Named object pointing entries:
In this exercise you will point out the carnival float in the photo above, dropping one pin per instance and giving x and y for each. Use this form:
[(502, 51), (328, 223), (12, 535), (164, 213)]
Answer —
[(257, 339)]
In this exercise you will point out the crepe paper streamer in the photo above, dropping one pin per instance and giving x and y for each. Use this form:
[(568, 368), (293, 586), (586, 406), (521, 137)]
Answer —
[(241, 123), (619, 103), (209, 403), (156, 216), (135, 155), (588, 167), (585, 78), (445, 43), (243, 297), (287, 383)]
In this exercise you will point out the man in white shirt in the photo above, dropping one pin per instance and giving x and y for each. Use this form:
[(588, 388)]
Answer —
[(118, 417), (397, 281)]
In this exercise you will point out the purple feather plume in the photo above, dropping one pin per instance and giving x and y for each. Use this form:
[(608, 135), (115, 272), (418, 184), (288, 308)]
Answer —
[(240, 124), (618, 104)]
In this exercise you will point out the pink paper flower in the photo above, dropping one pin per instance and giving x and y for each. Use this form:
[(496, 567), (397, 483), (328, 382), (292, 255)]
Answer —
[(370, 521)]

What you need to do: Transcribe the whole listing with nothing added or left out.

Finished answer:
In this exercise you will point out the carnival float in the photo above, dropping one pin per instance and giving x and y for each. Use this form:
[(502, 51), (328, 223), (12, 535), (164, 213)]
Answer —
[(257, 339)]
In this exercise you will point out the crepe paper streamer in the photo above, dropping one pin per instance and giving x and y for each. Use this form:
[(568, 368), (293, 586), (586, 406), (521, 137)]
Answer —
[(241, 123), (619, 103), (209, 403), (156, 216), (135, 155), (588, 167), (585, 78), (445, 43), (243, 297), (287, 383)]
In this exercise you will point out the man in white shirt in the photo above, dropping one pin per instance and giving x and y for each. Use this form:
[(588, 388)]
Answer —
[(118, 417), (397, 281)]
In this exercise you will point out the purple feather plume in the photo above, dropping one pin per instance and giving x and y for each. Use this form:
[(608, 135), (115, 272), (418, 184), (288, 308)]
Answer —
[(240, 124), (618, 104)]
In this exercise you will point out the pink paper flower in the photo above, dropping one pin per instance and giving x and y for each. Use this form:
[(496, 567), (397, 483), (328, 382), (292, 255)]
Answer —
[(370, 521)]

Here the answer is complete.